**Instruction:** List each line of the records below that contains the string "backpack", copying every such line in full. Matching is case-sensitive.
* Begin Source material *
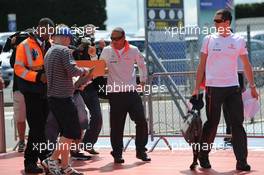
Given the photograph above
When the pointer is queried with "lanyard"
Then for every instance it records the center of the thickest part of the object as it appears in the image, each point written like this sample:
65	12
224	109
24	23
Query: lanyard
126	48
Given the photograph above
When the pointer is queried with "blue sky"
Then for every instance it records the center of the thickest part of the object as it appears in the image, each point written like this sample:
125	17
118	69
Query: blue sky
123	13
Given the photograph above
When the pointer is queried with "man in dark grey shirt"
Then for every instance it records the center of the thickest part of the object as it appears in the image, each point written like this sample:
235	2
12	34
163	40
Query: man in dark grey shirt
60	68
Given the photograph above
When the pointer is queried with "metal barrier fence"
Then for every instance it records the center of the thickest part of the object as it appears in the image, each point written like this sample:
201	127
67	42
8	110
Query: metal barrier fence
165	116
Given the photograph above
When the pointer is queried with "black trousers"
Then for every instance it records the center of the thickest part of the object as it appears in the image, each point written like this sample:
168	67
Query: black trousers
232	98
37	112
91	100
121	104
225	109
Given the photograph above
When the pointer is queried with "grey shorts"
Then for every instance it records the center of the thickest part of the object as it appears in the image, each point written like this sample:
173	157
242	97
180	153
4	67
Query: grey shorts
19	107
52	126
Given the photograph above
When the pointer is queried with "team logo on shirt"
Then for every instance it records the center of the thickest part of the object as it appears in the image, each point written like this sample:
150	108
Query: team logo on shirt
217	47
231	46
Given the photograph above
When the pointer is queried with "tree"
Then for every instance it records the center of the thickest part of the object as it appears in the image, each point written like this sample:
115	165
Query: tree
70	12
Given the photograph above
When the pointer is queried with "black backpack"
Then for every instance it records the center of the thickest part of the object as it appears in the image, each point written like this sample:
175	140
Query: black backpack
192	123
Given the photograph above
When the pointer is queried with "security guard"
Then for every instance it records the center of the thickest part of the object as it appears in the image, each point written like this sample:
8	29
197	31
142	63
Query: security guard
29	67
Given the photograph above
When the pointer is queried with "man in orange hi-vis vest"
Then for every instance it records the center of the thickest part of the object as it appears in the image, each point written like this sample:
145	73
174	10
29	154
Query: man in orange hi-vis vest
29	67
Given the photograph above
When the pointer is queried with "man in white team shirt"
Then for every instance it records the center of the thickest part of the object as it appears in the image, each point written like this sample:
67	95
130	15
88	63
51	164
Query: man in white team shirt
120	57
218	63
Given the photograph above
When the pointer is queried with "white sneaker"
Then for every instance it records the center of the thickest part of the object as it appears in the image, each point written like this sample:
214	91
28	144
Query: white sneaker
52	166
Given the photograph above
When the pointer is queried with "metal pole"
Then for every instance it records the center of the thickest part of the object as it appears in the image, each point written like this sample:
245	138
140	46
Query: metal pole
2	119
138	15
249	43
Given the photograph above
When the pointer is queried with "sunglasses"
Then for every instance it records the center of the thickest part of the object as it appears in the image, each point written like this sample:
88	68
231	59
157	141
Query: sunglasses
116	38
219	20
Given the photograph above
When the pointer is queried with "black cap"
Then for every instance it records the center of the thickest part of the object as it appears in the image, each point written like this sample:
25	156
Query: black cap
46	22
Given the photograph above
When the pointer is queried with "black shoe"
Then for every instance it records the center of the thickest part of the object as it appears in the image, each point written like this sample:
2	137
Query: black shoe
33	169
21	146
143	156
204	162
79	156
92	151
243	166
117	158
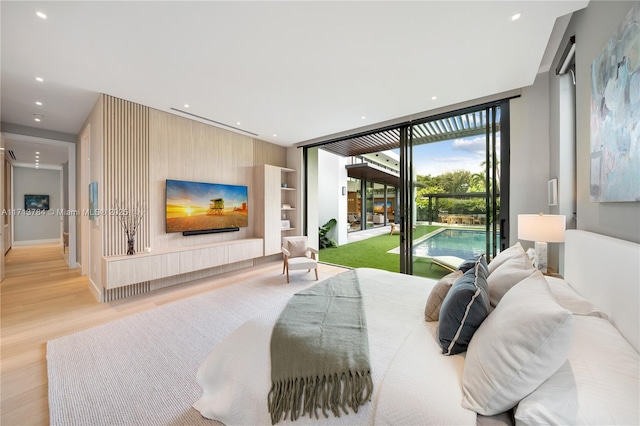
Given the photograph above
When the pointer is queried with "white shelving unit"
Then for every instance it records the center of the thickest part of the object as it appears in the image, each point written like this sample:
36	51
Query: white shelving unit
* End Source material *
**Complete response:**
When the pointer is queried with "black backpack"
Query: black backpack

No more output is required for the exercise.